Seçki:
Gözaltına alındığında, devletin zindanlarında neyle karşılaşacağını bilmiyordu. Altından lağım suları geçen dar hücrelerde günlerce aç, susuz bırakıldı. Başına dikilen 500 mumluk ampuller dava arkadaşı Reha Oğuz Türkkan’ın gözlerini mahvetti. Demir prangalar, bileklerini sıkarak kan akıtmıştı. Tabutluk olarak adlandırılan hücrelerde, düşünceleri ve inançları için işkence görüyordu. Arkadaşları bir bir sorguya çekiliyor, kimileri ölüme yaklaşıyordu. O ise direniyordu. Nihal Atsız için her şeyin ötesinde bir ülkü vardı ve bu ülküye ihanet etmeyecekti.
Aylar süren işkence ve mahkeme sürecinin ardından serbest bırakıldığında, artık farklı bir dünyaya adım atmıştı. Yorgundu, ama yenilmiş değildi. Hayatı boyunca hep sürgün edilmiş, hep cezalandırılmıştı. Ancak kalemi hâlâ elindeydi ve mücadelesine devam edecekti.
Yıllar geçti, nihayet 11 Aralık 1975’te, İstanbul’daki evinde hayata gözlerini yumdu. Cenazesi kaldırıldığında, imam helallik isterken şair Fethi Gemuhluoğlu şu sözleri dile getirdi: İmam efendi, o musalla taşı musalla taşı olalı böyle bir er kişi görmedi.
Atsız’ın hayatı, yalnızca bir adamın hikâyesi değil; bir ülkünün, bir mücadelenin ve bir inancın hikâyesiydi. O, fırtınalarla dolu bir ömrü göğüsleyen, inançları uğruna her şeyi göze alan bir savaşçıydı. Onun kalemi, nesilden nesile taşınan bir miras oldu. Onun yazdığı satırlar, nice gencin yüreğinde ateş yaktı. Zindanda geçen günler, mahkemelerde verilen mücadeleler, sürgünlerle geçen yıllar onu yormadı. Çünkü o, yalnızca bir yazar değil, tarihin içinde bir kılavuzdu. Nihal Atsız, inancıyla, mücadelesiyle ve eserleriyle sonsuza kadar hatırlanacaktı.
Selamsız Geçen Bir Hayat
Hava serindi. Askeri Tıbbiyenin yüksek pencerelerinden düşen loş ışık, koridorları uzun gölgelerle dolduruyordu. Atsız, merdivenlerden ağır adımlarla inerken, içindeki fırtınayı bastırmaya çalışıyordu. Göğsünün içinde biriken öfke, tıpkı yazgısını çizmek isteyen bir el gibi kalbine baskı yapıyordu.
Ziya Gökalp’in ölüm haberini duyduğunda, içindeki derin boşluk, odanın her köşesine sinmişti. Onun fikirleriyle büyümüş, ruhunu onun sözleriyle beslemişti. Fakat bu kaybın yasını tutmak bile nasip olmamıştı. Alaycı sesler, hafif bir rüzgar gibi kulaklarına çarpıyordu. Bu cılız seslerin arkasında saklı nefret, aniden parlayan bir kıvılcımla yangına dönüştü. Yumruklar sıkıldı, bağrışmalar yükseldi, kavga kaçınılmaz hale geldi. Sonunda okul yönetimi karşısına dikildi ve bir son uyarıda bulundu: “Bir daha böyle bir olayda adını duyalım, seni burada tutmayız.”

Yazılı Yönerge a:
Aşağıdaki kayıtlarda "dirt" sözcüğünü içeren bütün satırları kopyalayıp gösterin.

[İşaretleme veri kümesinden kayıtlar]
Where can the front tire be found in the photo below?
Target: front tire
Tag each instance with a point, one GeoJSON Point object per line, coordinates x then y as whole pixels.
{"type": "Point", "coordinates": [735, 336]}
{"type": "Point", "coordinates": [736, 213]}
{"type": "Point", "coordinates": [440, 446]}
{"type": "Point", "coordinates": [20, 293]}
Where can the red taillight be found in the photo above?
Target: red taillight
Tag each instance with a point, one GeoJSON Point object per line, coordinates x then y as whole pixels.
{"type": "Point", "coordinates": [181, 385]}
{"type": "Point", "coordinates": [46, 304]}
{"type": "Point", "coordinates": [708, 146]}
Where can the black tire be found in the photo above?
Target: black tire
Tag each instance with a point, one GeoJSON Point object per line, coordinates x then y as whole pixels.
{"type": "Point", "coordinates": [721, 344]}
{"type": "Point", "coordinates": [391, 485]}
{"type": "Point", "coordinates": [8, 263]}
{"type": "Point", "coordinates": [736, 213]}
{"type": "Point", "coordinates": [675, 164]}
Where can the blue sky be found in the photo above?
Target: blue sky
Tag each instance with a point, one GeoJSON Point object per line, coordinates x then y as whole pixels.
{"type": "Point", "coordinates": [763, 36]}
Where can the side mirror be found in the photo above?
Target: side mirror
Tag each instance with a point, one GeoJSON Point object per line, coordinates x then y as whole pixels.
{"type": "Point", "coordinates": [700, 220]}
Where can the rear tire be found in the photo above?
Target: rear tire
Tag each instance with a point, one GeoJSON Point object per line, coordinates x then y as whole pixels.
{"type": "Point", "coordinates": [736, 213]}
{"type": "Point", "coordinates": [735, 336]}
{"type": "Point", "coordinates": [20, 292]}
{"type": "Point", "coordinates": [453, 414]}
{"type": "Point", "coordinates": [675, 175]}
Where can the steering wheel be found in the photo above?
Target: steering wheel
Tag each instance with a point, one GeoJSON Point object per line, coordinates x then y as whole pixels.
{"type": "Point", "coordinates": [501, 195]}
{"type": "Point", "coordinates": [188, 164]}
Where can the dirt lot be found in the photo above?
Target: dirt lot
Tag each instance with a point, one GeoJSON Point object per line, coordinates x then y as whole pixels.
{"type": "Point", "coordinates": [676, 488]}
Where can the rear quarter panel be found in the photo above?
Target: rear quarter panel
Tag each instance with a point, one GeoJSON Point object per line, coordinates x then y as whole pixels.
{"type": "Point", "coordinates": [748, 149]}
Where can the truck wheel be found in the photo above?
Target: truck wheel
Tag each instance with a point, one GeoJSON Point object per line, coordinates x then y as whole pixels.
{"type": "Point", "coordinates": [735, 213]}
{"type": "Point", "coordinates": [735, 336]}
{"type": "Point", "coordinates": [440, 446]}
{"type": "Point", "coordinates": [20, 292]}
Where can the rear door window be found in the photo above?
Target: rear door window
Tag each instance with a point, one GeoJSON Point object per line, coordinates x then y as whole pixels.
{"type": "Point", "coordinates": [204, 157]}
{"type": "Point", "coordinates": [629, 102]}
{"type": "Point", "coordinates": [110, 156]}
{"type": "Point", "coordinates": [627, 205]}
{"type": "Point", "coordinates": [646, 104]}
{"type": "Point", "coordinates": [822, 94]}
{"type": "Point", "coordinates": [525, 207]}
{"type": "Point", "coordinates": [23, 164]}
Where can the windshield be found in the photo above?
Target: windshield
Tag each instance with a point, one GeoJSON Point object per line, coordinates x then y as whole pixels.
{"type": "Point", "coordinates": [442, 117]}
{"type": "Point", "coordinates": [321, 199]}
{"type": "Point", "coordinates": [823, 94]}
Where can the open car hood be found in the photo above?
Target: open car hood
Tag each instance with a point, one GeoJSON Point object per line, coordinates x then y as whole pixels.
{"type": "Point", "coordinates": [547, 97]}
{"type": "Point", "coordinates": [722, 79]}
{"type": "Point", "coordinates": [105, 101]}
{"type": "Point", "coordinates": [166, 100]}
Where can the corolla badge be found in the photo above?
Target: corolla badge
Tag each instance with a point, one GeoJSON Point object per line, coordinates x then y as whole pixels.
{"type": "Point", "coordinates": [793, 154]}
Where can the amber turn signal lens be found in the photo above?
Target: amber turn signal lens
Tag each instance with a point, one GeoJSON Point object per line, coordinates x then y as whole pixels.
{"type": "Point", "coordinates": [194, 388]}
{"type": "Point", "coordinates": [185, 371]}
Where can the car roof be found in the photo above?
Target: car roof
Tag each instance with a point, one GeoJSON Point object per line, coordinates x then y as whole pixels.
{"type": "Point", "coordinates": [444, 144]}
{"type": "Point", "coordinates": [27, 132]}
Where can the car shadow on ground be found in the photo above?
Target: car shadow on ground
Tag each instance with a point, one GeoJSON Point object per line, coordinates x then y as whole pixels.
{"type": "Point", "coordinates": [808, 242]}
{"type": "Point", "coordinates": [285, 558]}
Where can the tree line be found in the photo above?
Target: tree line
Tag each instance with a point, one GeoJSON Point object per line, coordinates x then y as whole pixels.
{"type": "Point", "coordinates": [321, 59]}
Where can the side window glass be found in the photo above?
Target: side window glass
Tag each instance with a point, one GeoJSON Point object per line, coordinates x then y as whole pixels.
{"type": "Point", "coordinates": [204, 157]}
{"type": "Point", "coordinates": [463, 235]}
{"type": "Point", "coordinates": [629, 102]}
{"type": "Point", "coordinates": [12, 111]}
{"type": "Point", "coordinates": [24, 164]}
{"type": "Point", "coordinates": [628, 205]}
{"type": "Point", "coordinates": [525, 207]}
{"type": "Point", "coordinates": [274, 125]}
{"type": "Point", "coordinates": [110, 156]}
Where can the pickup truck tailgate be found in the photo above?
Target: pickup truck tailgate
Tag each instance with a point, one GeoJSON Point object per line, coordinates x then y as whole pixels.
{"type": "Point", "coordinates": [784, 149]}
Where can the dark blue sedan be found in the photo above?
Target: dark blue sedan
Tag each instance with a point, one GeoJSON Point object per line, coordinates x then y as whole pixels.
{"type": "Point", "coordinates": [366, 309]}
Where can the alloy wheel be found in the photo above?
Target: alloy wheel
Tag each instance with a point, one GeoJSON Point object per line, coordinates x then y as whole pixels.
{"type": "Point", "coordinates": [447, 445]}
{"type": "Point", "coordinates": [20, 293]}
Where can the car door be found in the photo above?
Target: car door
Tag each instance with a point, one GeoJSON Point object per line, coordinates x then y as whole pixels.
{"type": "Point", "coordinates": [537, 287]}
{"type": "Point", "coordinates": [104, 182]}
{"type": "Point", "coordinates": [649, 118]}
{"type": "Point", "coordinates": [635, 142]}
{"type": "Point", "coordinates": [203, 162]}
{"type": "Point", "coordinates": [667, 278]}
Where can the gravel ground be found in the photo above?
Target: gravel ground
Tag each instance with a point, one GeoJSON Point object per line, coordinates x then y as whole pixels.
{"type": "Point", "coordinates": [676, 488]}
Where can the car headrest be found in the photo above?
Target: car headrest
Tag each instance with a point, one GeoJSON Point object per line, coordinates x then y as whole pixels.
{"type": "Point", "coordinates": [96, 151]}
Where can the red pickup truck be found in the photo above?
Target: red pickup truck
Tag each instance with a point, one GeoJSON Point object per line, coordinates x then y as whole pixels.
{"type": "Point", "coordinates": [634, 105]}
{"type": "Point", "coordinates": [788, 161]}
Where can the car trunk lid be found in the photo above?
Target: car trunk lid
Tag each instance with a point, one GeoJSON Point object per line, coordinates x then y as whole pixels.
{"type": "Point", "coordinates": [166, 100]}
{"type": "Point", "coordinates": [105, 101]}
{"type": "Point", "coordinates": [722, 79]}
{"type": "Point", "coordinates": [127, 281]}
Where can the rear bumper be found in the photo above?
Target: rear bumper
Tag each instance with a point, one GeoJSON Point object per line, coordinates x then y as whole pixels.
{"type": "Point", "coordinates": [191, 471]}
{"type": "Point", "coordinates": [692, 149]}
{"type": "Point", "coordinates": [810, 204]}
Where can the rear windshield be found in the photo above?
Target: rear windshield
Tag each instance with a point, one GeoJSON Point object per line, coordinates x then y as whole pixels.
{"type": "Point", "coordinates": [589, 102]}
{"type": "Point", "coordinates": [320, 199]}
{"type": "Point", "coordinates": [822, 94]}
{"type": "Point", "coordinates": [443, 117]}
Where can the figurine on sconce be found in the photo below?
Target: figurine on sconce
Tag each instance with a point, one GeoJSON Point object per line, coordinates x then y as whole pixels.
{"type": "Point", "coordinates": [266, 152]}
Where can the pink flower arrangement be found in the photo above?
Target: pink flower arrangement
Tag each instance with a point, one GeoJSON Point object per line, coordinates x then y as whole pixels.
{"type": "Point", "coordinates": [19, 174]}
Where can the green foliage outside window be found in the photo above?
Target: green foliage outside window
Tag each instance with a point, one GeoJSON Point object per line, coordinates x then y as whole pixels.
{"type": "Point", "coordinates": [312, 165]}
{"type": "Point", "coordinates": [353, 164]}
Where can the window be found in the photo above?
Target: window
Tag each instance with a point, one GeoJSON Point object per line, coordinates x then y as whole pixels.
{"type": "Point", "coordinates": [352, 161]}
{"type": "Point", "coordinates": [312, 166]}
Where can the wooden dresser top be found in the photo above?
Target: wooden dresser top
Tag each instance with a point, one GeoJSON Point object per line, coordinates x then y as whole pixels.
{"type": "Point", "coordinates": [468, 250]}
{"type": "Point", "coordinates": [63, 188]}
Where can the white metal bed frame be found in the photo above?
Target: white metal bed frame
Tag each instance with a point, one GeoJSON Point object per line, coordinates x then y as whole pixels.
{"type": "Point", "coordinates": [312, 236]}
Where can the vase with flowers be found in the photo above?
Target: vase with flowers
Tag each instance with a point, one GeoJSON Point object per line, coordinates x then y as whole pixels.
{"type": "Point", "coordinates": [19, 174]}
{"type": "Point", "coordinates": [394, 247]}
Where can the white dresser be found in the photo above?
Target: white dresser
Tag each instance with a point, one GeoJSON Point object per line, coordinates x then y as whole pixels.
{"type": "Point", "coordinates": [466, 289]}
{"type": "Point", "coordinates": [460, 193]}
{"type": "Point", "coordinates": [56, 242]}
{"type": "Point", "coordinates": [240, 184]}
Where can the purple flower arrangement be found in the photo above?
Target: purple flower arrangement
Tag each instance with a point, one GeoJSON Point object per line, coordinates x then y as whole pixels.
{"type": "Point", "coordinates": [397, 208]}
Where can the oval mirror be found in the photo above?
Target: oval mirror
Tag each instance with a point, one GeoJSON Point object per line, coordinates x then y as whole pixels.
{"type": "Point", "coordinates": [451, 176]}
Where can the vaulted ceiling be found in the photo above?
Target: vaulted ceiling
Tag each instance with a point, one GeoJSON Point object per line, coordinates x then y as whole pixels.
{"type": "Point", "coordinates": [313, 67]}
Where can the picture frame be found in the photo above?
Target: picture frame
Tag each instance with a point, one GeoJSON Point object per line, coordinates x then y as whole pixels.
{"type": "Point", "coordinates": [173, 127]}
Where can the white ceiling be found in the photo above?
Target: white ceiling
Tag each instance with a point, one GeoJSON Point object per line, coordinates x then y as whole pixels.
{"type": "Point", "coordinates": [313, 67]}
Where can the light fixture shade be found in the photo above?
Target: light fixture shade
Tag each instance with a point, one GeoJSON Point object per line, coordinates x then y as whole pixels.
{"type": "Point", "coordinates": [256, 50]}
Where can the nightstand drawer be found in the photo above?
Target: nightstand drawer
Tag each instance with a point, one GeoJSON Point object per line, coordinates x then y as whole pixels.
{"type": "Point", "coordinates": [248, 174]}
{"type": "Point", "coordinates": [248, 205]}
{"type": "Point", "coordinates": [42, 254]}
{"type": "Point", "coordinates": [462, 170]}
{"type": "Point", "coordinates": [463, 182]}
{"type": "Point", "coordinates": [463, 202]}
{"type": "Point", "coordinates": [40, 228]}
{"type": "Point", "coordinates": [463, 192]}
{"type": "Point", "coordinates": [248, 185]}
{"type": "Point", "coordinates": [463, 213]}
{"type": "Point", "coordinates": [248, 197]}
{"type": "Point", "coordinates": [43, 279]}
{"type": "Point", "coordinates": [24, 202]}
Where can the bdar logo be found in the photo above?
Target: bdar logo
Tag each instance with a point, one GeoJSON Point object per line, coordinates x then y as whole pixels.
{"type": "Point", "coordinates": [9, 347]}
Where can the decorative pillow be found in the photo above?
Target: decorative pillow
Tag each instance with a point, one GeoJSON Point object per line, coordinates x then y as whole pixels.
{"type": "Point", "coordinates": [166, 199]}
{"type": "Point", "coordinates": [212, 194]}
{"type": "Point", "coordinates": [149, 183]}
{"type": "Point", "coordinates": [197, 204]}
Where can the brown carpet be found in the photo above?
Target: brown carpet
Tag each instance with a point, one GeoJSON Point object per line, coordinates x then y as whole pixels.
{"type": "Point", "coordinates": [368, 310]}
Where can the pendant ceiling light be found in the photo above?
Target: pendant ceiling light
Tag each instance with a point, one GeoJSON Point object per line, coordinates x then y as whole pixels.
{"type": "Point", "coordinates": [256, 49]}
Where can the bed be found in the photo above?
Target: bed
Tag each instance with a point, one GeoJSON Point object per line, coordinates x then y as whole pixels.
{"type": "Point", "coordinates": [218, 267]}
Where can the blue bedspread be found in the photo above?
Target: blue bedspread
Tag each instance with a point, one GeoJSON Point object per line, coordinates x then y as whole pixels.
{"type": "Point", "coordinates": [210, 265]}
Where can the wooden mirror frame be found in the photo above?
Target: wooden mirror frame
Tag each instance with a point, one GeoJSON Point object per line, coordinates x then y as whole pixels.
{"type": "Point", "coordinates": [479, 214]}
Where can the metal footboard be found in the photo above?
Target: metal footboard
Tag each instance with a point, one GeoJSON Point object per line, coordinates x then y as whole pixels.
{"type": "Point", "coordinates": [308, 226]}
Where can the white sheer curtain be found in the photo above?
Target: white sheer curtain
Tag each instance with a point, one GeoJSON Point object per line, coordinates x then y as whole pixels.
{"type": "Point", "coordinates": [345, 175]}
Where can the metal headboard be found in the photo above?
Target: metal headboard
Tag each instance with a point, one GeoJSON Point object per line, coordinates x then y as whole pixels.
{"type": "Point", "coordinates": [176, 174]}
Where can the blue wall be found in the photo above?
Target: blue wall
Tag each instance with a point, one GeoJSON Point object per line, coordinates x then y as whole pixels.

Yazılı Yönerge b:
Yukarıdaki seçkiye göre şu ifadeler doğru mu: (i) Atsız, 11 Aralık 1975'te İstanbul'daki evinde öldü; (ii) 500 mumluk ampuller Atsız'ın gözlerini mahvetti; (iii) kavganın ardından okul yönetimi Atsız'ı okuldan çıkardı? Her birine evet ya da hayır deyin ve kararı belirleyen sözleri seçkiden aynen alıntılayın.

Nihai Sonuç a:
Where can the dirt lot be found in the photo above?
Target: dirt lot

Nihai Sonuç b:
(i) Evet: "nihayet 11 Aralık 1975’te, İstanbul’daki evinde hayata gözlerini yumdu."
(ii) Hayır: "Başına dikilen 500 mumluk ampuller dava arkadaşı Reha Oğuz Türkkan’ın gözlerini mahvetti."
(iii) Hayır: "Sonunda okul yönetimi karşısına dikildi ve bir son uyarıda bulundu"